Provided records:
☆ ☆ ☆ ☆

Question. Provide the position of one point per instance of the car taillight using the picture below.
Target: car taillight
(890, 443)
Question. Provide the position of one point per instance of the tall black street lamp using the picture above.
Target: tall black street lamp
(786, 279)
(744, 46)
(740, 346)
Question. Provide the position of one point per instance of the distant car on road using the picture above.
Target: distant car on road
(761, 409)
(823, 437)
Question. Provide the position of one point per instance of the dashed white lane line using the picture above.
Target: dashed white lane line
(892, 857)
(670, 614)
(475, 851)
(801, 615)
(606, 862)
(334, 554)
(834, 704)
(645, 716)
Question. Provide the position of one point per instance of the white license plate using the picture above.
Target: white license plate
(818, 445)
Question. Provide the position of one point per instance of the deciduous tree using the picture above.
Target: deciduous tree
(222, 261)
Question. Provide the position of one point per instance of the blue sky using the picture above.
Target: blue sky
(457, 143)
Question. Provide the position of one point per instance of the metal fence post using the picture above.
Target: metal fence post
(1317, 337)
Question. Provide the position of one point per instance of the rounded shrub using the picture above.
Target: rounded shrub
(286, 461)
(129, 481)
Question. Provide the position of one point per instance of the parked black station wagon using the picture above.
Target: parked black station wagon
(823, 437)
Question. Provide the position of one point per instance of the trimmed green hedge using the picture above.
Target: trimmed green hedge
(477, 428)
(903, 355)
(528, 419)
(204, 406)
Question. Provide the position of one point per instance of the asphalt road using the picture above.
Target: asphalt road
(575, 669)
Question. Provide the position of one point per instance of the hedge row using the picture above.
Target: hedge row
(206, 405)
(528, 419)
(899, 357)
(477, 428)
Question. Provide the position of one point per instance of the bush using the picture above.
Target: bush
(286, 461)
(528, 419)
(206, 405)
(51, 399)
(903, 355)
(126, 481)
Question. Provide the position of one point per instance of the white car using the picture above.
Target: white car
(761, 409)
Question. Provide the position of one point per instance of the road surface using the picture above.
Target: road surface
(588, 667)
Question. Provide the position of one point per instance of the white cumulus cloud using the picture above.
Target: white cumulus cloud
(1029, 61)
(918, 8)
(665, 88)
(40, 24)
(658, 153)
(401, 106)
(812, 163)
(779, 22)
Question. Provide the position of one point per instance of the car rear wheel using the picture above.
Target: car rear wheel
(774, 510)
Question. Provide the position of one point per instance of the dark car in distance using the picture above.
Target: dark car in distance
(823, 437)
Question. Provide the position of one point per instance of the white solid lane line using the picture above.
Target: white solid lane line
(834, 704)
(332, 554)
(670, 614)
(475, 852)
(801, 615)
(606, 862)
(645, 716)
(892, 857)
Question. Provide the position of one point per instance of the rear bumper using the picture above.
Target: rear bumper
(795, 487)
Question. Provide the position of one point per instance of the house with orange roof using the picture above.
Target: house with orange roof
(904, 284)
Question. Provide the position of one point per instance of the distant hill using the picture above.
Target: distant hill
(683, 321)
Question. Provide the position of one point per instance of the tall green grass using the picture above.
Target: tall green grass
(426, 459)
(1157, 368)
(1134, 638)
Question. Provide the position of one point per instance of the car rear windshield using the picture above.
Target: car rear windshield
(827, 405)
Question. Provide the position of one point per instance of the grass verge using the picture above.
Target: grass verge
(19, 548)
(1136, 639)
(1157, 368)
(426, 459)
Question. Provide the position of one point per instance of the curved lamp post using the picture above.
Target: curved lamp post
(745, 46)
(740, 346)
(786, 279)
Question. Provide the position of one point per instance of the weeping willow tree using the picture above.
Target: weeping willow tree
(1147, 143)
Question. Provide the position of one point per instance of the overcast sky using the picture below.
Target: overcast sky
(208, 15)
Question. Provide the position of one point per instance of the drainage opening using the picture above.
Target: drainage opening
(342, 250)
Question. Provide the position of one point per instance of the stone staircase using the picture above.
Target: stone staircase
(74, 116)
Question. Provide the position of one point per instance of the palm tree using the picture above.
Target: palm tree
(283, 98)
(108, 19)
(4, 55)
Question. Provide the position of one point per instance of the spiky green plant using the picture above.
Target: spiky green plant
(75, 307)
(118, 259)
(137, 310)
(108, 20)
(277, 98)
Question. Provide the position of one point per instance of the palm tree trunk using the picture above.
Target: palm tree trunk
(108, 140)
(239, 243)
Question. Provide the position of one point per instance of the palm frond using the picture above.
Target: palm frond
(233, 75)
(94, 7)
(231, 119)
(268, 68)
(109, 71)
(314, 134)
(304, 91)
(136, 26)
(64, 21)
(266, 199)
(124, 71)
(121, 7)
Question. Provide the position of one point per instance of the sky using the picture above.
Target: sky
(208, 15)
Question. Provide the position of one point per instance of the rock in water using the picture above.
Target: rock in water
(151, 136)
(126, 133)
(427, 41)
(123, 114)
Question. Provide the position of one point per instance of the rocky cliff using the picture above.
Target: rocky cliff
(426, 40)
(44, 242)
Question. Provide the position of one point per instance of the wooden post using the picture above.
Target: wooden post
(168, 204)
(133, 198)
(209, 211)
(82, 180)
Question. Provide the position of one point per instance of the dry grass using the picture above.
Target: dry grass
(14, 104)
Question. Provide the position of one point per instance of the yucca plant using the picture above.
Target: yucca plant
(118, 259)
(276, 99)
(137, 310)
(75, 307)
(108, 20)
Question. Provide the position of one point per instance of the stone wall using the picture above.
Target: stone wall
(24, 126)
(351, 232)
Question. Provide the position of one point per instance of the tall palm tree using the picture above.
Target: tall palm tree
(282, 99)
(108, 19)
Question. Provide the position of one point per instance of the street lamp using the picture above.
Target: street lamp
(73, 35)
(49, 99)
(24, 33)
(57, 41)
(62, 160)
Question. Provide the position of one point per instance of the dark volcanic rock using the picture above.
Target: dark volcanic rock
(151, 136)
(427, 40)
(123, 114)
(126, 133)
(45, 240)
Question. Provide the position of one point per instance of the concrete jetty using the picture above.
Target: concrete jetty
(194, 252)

☆ ☆ ☆ ☆

Goal of the exercise: Please print the whole of the material verbatim.

Solved exercise:
Question. Provide the position of one point per instance of the car taillight using the picture below.
Target: car taillight
(890, 443)
Question. Provide the position of one point per instance of the tall black street lamp using the picture above.
Target: tall black street lamp
(786, 279)
(744, 46)
(740, 346)
Question. Provide the position of one point per instance of the distant car on road using the picture above.
Target: distant car on road
(761, 409)
(823, 437)
Question. Provide the position of one point per instance of the dashed white lane line using the picture above.
Target: dashed white lane line
(892, 857)
(670, 614)
(475, 851)
(801, 615)
(606, 862)
(334, 554)
(834, 704)
(645, 716)
Question. Provide the position of one point per instance of the white license plate using the picture above.
Target: white license plate
(818, 445)
Question. Provide the position of one point per instance of the deciduous tree using the picture above.
Target: deciduous tree
(222, 261)
Question. Provide the position of one point per instance of the blue sky using the picture above.
Target: blue sky
(457, 143)
Question. Provide the position of one point per instance of the metal fence post using the picture above.
Target: metal fence post
(1317, 337)
Question. Provide the position of one point per instance of the rounded shrub using the picture above.
Target: rounded shrub
(286, 461)
(129, 481)
Question. Provide the position of one point per instance of the parked black station wagon using the picture above.
Target: parked black station wagon
(823, 437)
Question. Provide the position of one point per instance of the trimmed green hedge using the picture above.
Target: trimmed green hedge
(477, 428)
(903, 355)
(528, 419)
(204, 406)
Question. Provide the position of one point per instance of the asphalt road using the picture above.
Target: asphalt road
(575, 669)
Question. Provide the position of one point per instance of the hedge row using the picture above.
Target: hedge row
(206, 405)
(528, 419)
(899, 357)
(477, 428)
Question. Provide the position of one point per instance of the bush using the picture above.
Target: bush
(286, 461)
(528, 419)
(206, 405)
(51, 399)
(903, 355)
(126, 481)
Question. Provide the position of one point per instance of the white car using the picture above.
Target: white car
(761, 409)
Question. Provide the position of one point per instance of the road surface using the picture above.
Target: road surface
(588, 667)
Question. Provide the position of one point per instance of the white cumulus cloud using the picture above.
Target: white cumulus cloud
(1029, 61)
(918, 8)
(665, 88)
(40, 24)
(658, 153)
(401, 106)
(812, 163)
(779, 22)
Question. Provide the position of one point per instance of the car rear wheel using the picture above.
Target: car rear wheel
(774, 510)
Question. Provide the position of one point per instance of the dark car in distance using the picture above.
Target: dark car in distance
(823, 437)
Question. Provide the position of one point per instance of the white solid lane line using the picture above.
Target: white solid lane line
(834, 704)
(332, 554)
(670, 614)
(475, 852)
(801, 615)
(606, 862)
(645, 716)
(892, 857)
Question. Provide the position of one point per instance of the rear bumper using the picture above.
Target: rear bumper
(795, 487)
Question. Provide the position of one point per instance of the house with orange roof using the picture above.
Target: house with orange roof
(904, 284)
Question. Provide the position of one point per instance of the distant hill using the picture above.
Target: distant hill
(683, 321)
Question. Provide the position of one point per instance of the tall green grass using the picture above.
Target: tall green grass
(426, 459)
(1157, 368)
(1134, 638)
Question. Provide the position of one point per instance of the car rear windshield using the picture above.
Target: car rear windshield
(827, 405)
Question. Provide the position of one point per instance of the grass verge using the picture above.
Target: grass verge
(19, 548)
(1136, 639)
(1157, 368)
(426, 459)
Question. Provide the position of one point per instance of the curved lamp post using the picture above.
Target: curved lamp post
(745, 46)
(740, 346)
(786, 279)
Question. Provide the position of one point per instance of the weeping willow tree using the picture above.
Target: weeping willow tree
(1147, 143)
Question. Provide the position of one point per instance of the overcast sky using the picture below.
Target: overcast sky
(208, 15)
Question. Provide the position of one point per instance of the drainage opening using the picture above.
Target: drainage opening
(342, 250)
Question. Provide the position of one point per instance of the stone staircase using the picture above.
Target: stone staircase
(74, 116)
Question. Provide the position of one point per instance of the palm tree using the picture above.
Target: palm tree
(283, 98)
(108, 19)
(4, 55)
Question. Provide the position of one point per instance of the spiky green plant using the picture above.
Target: spiky green plant
(75, 307)
(118, 259)
(137, 310)
(108, 20)
(277, 98)
Question. Provide the position of one point per instance of the palm tree trunk using the picture above.
Target: palm tree trunk
(108, 140)
(239, 243)
Question. Provide the position of one point per instance of the palm frond using the picture above.
Target: palm frond
(233, 75)
(94, 7)
(231, 119)
(268, 68)
(109, 71)
(314, 134)
(304, 91)
(136, 26)
(64, 21)
(266, 199)
(124, 71)
(121, 7)
Question. Provide the position of one point per instance of the sky using the picture above.
Target: sky
(208, 15)
Question. Provide the position of one point per instance of the rock in water using the picture above.
Target: rock in water
(151, 136)
(126, 133)
(427, 41)
(123, 114)
Question. Provide the position of one point per instance of the rocky cliff using the picture above.
Target: rocky cliff
(426, 40)
(44, 242)
Question. Provide the position of one point per instance of the wooden post using the picture above.
Target: wooden post
(168, 204)
(133, 198)
(209, 211)
(82, 180)
Question. Provide the position of one point per instance of the dry grass using the picture above.
Target: dry grass
(14, 104)
Question. Provide the position of one point per instance of the yucca plant using the picture above.
Target: yucca plant
(118, 259)
(276, 99)
(137, 310)
(75, 307)
(108, 20)
Question. Provide the position of one point per instance of the stone wall using the picture above.
Target: stone wall
(24, 126)
(351, 232)
Question. Provide the position of one point per instance of the tall palm tree using the picture above.
Target: tall palm tree
(282, 99)
(108, 19)
Question. Provide the position of one point per instance of the street lamp using the picture above.
Target: street lamp
(73, 35)
(49, 99)
(24, 33)
(57, 41)
(62, 160)
Question. Provide the position of one point per instance of the dark volcanic rock using the picture above.
Target: dark volcanic rock
(151, 136)
(427, 40)
(123, 114)
(126, 133)
(45, 240)
Question. Provide the position of one point per instance of the concrete jetty using the picture above.
Target: concrete jetty
(194, 252)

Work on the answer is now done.